=== The exercise ===
Can you copy the rows below word for word, leaving the pictures out?

=== Input records ===
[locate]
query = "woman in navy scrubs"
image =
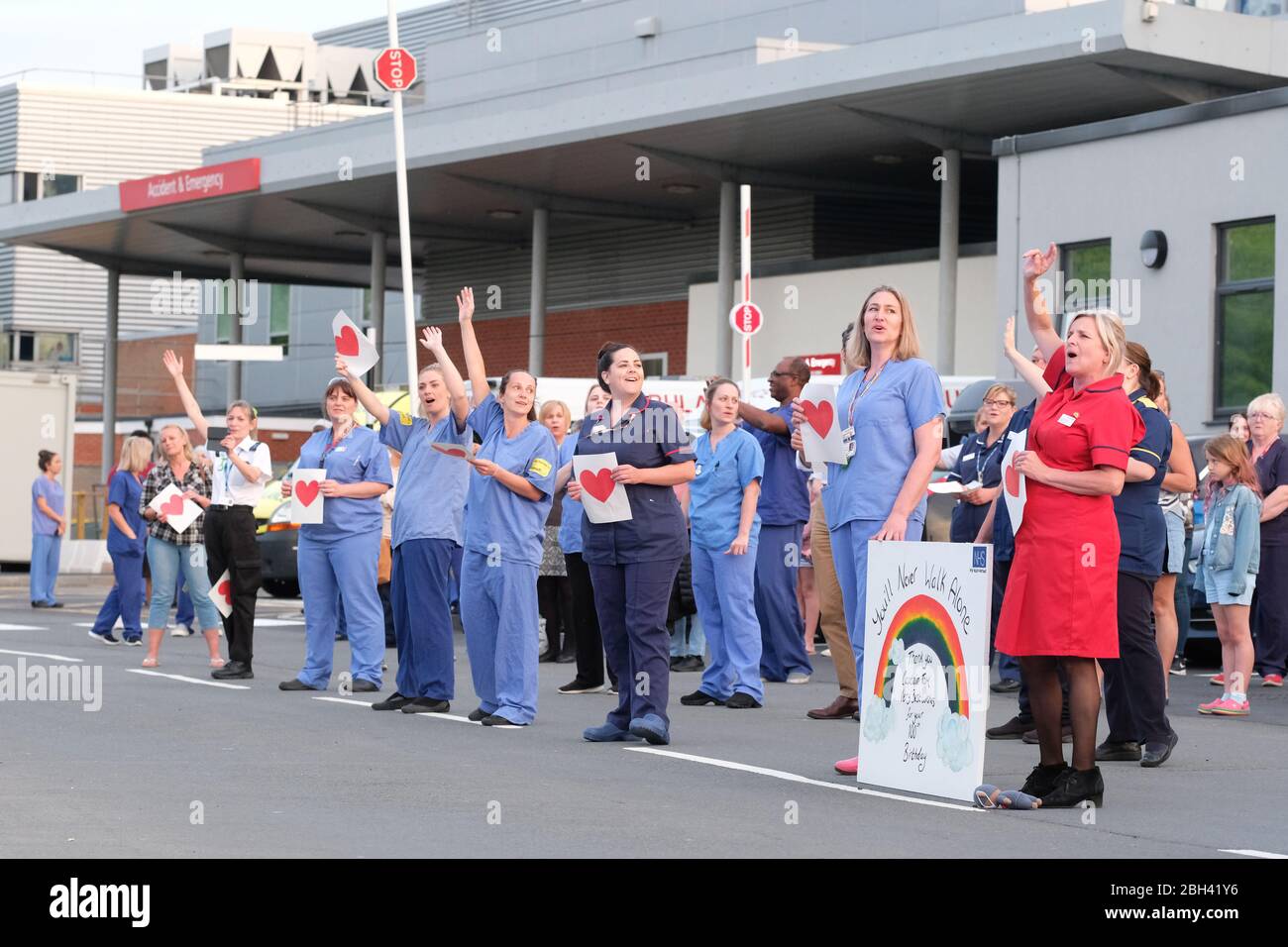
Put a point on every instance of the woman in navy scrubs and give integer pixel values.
(338, 557)
(511, 489)
(634, 564)
(979, 466)
(725, 534)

=== Solution to the exercise ===
[locate]
query = "woman in navy scrubs"
image =
Put a point on every instance of the woman in navy scrubs and give integer pixel values.
(338, 557)
(511, 489)
(634, 564)
(979, 466)
(725, 534)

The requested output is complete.